**REQUIRED ACTION:** Please output the entries below from the line that contains "the stone building" through the final line, reproduced exactly and alone.

**DATA FOR THIS EXERCISE:**
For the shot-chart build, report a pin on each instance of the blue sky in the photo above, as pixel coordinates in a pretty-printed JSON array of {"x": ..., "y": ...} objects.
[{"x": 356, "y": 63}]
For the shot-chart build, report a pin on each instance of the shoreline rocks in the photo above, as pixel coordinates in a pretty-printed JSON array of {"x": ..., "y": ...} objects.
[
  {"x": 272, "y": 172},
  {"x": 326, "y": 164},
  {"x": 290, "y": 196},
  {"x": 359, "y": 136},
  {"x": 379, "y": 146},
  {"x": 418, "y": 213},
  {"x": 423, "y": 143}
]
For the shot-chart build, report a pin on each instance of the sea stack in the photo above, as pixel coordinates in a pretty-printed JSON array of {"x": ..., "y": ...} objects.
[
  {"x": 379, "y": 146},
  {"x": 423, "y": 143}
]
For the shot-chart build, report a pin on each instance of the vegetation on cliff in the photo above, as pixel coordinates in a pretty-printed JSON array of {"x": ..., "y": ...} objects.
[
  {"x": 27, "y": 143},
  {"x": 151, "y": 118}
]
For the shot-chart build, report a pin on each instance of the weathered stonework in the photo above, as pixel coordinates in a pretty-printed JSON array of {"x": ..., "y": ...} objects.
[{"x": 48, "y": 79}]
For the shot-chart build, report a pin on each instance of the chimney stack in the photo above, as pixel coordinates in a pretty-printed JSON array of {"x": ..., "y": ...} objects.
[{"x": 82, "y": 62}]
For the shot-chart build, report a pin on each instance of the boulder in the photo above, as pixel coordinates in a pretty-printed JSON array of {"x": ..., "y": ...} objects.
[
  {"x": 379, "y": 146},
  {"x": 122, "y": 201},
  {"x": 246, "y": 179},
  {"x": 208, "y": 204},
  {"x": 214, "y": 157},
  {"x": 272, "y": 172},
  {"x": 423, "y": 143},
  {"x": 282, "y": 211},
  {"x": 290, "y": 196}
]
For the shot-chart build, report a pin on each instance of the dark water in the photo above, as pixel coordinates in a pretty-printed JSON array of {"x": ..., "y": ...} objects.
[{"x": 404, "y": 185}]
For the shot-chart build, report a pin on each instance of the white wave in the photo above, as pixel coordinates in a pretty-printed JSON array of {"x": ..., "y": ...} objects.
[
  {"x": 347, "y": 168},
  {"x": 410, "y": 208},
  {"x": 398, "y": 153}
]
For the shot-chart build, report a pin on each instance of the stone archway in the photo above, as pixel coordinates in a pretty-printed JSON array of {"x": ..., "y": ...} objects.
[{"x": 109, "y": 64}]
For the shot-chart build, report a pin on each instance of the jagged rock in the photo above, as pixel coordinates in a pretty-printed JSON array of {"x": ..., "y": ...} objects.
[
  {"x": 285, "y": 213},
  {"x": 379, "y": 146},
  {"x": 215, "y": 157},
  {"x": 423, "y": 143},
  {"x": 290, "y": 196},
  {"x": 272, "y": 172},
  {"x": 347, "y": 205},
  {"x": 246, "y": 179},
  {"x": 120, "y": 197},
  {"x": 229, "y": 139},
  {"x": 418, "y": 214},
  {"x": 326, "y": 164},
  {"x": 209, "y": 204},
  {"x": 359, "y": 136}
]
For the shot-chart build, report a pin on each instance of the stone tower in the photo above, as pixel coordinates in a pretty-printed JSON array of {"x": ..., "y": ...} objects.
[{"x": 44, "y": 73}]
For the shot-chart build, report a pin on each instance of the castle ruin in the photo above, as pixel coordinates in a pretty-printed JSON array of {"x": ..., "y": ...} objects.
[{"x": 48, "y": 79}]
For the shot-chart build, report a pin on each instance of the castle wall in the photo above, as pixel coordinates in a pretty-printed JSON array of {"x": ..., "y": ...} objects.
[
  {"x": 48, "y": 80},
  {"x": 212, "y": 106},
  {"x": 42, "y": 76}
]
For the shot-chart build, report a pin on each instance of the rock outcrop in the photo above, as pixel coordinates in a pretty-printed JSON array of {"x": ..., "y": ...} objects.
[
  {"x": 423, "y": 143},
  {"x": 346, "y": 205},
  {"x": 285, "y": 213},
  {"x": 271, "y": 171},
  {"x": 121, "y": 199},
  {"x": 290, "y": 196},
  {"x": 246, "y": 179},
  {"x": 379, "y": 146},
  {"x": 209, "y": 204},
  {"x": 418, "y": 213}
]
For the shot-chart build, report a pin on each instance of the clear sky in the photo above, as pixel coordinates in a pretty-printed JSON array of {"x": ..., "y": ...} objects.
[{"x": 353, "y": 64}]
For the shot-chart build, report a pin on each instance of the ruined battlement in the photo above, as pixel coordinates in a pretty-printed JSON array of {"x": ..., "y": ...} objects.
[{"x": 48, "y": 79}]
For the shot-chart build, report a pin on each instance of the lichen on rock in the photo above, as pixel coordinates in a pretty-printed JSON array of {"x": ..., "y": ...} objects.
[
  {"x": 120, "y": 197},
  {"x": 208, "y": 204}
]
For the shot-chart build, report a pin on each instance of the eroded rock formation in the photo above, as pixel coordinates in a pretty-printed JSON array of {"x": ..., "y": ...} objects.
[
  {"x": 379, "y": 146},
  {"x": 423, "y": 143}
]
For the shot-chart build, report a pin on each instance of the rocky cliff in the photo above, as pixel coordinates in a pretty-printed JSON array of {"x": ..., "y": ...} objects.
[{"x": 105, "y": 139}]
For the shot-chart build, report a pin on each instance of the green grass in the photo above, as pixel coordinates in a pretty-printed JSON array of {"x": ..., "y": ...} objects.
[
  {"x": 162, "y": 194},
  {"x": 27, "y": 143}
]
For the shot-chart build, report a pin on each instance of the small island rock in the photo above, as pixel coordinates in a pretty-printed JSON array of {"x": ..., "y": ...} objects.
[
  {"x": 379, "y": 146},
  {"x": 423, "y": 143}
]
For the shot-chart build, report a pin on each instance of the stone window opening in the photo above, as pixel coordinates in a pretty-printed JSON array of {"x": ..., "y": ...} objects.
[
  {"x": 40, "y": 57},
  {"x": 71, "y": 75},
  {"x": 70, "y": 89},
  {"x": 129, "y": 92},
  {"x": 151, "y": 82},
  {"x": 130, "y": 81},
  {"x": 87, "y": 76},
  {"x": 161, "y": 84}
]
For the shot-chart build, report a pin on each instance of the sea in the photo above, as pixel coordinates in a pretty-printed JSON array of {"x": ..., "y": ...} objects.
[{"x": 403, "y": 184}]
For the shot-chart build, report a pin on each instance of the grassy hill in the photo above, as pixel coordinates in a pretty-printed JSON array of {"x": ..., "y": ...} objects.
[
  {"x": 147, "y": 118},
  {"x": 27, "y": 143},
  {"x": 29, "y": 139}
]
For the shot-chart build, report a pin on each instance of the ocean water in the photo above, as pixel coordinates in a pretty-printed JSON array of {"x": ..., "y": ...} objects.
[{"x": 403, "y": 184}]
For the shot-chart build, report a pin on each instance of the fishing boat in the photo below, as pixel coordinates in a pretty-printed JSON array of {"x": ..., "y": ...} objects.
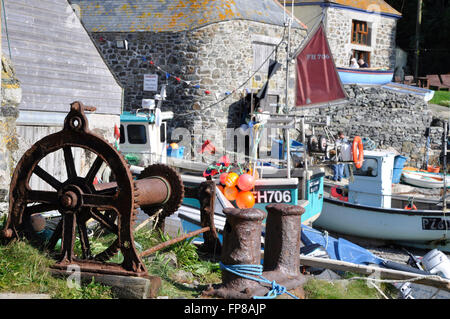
[
  {"x": 363, "y": 209},
  {"x": 365, "y": 76},
  {"x": 425, "y": 179},
  {"x": 425, "y": 94}
]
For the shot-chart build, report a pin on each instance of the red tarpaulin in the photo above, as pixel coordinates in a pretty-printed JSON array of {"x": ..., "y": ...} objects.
[{"x": 317, "y": 78}]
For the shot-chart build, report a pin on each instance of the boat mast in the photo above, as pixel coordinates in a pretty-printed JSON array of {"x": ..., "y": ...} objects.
[
  {"x": 287, "y": 138},
  {"x": 444, "y": 164}
]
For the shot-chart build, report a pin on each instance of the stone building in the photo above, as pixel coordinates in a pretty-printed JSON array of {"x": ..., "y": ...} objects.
[
  {"x": 208, "y": 54},
  {"x": 362, "y": 29}
]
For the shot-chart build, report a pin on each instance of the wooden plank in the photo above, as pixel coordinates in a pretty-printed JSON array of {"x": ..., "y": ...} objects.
[
  {"x": 79, "y": 85},
  {"x": 36, "y": 61},
  {"x": 69, "y": 35},
  {"x": 64, "y": 75},
  {"x": 383, "y": 273},
  {"x": 23, "y": 41},
  {"x": 62, "y": 103}
]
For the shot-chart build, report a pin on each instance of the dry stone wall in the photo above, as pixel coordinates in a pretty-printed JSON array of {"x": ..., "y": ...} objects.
[{"x": 394, "y": 121}]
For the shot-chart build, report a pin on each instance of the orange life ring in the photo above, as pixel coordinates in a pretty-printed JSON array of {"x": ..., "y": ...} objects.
[
  {"x": 409, "y": 207},
  {"x": 358, "y": 152}
]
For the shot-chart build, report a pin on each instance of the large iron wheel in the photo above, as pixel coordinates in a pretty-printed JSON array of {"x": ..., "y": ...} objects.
[{"x": 76, "y": 198}]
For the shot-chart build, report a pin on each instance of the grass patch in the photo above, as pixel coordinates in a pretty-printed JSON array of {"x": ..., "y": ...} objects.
[
  {"x": 199, "y": 272},
  {"x": 441, "y": 98},
  {"x": 344, "y": 289}
]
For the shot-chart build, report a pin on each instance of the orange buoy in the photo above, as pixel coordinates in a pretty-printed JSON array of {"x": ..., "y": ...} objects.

**RESPONSE TO THE EXERCISE:**
For the shot-chart build, report a pin on each instance of the stone building in the photo above, as pixel coordinates in a pretty-printed JSON array of {"x": ..., "y": ...} objects.
[
  {"x": 208, "y": 54},
  {"x": 362, "y": 29}
]
For the shot-chart build, report a pin on each instance of the wooden plank in the photo above, as pixel coordinates in a pretty-printed JSON array of {"x": ..., "y": ...} objects.
[
  {"x": 79, "y": 85},
  {"x": 36, "y": 61},
  {"x": 69, "y": 35},
  {"x": 64, "y": 75},
  {"x": 383, "y": 273},
  {"x": 23, "y": 41},
  {"x": 62, "y": 103}
]
For the shot-chart build, report a pin on each instance of the dry stone wall in the photo above, as pixel coordinates in a pretty-printed JSON array of {"x": ..., "y": ...} objects.
[{"x": 394, "y": 121}]
For the shot-chart build, report a pin on each instance of the orange life ring in the photo above, as pixel coordinates in a pretty-printed JSON array of {"x": ..., "y": ...} objects.
[
  {"x": 409, "y": 207},
  {"x": 358, "y": 152}
]
For the shot-chart build, report a pin on each instance of the large iron wheel in the photo above, as pixel coordinates in a pretty-printed JSON array of {"x": ..., "y": ...} objects.
[{"x": 76, "y": 198}]
For the shot-chart build, report a pin on each instance of the grass patch in the photo above, as pixel coordinates in a pretty-printed JSON array of {"x": ..., "y": ...} objects.
[
  {"x": 199, "y": 272},
  {"x": 441, "y": 98},
  {"x": 344, "y": 289}
]
For the shot-chart build, report a pin on each instance of the orange buoy in the photo above, as pixel coordinates in a pretty-printed JSON array of {"x": ..., "y": ...} objects.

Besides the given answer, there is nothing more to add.